* Assignment
Write down each entry again, exactly as it reads.

Stored data entries:

=== Section Start ===

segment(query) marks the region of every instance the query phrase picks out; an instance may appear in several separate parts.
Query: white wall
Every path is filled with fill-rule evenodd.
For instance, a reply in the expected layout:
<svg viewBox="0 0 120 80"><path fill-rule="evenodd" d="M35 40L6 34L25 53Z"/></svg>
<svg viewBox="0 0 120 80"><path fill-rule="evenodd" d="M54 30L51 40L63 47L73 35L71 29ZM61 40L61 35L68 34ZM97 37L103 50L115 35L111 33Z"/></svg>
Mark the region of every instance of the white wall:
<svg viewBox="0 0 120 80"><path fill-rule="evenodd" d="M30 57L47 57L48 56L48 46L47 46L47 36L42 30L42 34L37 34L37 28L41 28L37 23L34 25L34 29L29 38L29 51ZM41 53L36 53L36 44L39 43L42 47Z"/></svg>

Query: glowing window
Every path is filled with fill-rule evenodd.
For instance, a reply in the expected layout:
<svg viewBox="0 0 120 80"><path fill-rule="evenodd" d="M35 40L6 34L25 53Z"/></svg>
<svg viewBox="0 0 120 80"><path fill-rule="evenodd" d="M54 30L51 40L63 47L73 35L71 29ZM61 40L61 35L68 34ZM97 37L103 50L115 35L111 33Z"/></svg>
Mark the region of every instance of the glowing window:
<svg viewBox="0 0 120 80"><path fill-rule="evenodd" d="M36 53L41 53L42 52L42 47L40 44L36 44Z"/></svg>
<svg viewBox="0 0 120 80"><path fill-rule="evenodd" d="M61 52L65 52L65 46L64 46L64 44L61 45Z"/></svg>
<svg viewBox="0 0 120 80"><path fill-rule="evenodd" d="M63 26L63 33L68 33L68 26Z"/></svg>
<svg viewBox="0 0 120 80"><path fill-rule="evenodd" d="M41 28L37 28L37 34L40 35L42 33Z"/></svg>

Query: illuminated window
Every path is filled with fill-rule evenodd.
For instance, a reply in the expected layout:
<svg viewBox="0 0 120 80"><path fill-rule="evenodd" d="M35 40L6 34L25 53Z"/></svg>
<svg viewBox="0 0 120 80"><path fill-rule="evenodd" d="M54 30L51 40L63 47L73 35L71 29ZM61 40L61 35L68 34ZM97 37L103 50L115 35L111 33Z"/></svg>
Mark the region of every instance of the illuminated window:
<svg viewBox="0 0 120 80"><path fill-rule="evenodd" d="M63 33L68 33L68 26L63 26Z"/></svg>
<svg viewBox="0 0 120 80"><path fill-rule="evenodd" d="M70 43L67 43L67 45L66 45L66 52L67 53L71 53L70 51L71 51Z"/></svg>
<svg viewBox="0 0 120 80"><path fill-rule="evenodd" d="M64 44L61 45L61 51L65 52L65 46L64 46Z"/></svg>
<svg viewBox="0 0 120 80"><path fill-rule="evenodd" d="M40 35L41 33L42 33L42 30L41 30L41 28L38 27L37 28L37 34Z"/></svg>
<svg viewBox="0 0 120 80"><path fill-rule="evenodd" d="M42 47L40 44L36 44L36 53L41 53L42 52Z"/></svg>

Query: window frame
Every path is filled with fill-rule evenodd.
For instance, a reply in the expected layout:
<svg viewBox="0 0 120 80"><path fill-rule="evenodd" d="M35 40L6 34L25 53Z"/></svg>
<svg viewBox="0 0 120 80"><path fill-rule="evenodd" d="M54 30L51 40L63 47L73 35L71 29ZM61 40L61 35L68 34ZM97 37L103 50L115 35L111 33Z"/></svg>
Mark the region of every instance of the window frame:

=== Section End ===

* The answer
segment(query) marks the region of every instance the query phrase picks out; an instance may appear in several separate parts.
Query: white wall
Every path is filled with fill-rule evenodd.
For instance, a reply in the expected layout:
<svg viewBox="0 0 120 80"><path fill-rule="evenodd" d="M35 40L6 34L25 53Z"/></svg>
<svg viewBox="0 0 120 80"><path fill-rule="evenodd" d="M54 30L51 40L63 47L73 35L71 29ZM61 40L61 35L68 34ZM97 37L103 50L115 35L111 33Z"/></svg>
Mark the region of every instance of the white wall:
<svg viewBox="0 0 120 80"><path fill-rule="evenodd" d="M30 57L47 57L48 56L48 46L47 46L47 36L42 30L42 34L37 34L37 28L41 28L37 23L34 25L34 29L29 38L29 51ZM41 53L36 53L36 44L39 43L42 47Z"/></svg>

Query: glowing window
Every path is filled with fill-rule evenodd.
For instance, a reply in the expected layout:
<svg viewBox="0 0 120 80"><path fill-rule="evenodd" d="M35 40L6 34L25 53Z"/></svg>
<svg viewBox="0 0 120 80"><path fill-rule="evenodd" d="M54 30L51 40L63 47L73 35L71 29ZM61 40L61 35L68 34ZM97 37L103 50L115 35L111 33Z"/></svg>
Mark the region of every instance of the glowing window:
<svg viewBox="0 0 120 80"><path fill-rule="evenodd" d="M36 53L41 53L42 52L42 47L40 44L36 44Z"/></svg>
<svg viewBox="0 0 120 80"><path fill-rule="evenodd" d="M61 52L65 52L65 46L64 46L64 44L61 45Z"/></svg>
<svg viewBox="0 0 120 80"><path fill-rule="evenodd" d="M63 26L63 33L68 33L68 26Z"/></svg>
<svg viewBox="0 0 120 80"><path fill-rule="evenodd" d="M41 28L37 28L37 34L40 35L42 33Z"/></svg>

Query: illuminated window
Every path is filled with fill-rule evenodd.
For instance, a reply in the expected layout:
<svg viewBox="0 0 120 80"><path fill-rule="evenodd" d="M35 40L6 34L25 53Z"/></svg>
<svg viewBox="0 0 120 80"><path fill-rule="evenodd" d="M54 30L51 40L63 47L73 35L71 29ZM61 40L61 35L68 34ZM97 37L103 50L115 35L111 33Z"/></svg>
Mark the region of every instance of the illuminated window:
<svg viewBox="0 0 120 80"><path fill-rule="evenodd" d="M63 33L68 33L68 26L63 26Z"/></svg>
<svg viewBox="0 0 120 80"><path fill-rule="evenodd" d="M70 43L67 43L67 45L66 45L66 52L67 53L71 53L70 51L71 51Z"/></svg>
<svg viewBox="0 0 120 80"><path fill-rule="evenodd" d="M64 44L61 45L61 51L65 52L65 46L64 46Z"/></svg>
<svg viewBox="0 0 120 80"><path fill-rule="evenodd" d="M40 35L41 33L42 33L42 30L41 30L41 28L38 27L37 28L37 34Z"/></svg>
<svg viewBox="0 0 120 80"><path fill-rule="evenodd" d="M42 47L40 44L36 44L36 53L41 53L42 52Z"/></svg>

Query: window frame
Every path is filled with fill-rule evenodd.
For instance, a reply in the expected layout:
<svg viewBox="0 0 120 80"><path fill-rule="evenodd" d="M35 40L6 34L25 53Z"/></svg>
<svg viewBox="0 0 120 80"><path fill-rule="evenodd" d="M54 30L51 40L63 47L73 35L71 29ZM61 40L61 35L68 34ZM97 37L103 50L115 35L111 33Z"/></svg>
Mark the region of every instance of the window frame:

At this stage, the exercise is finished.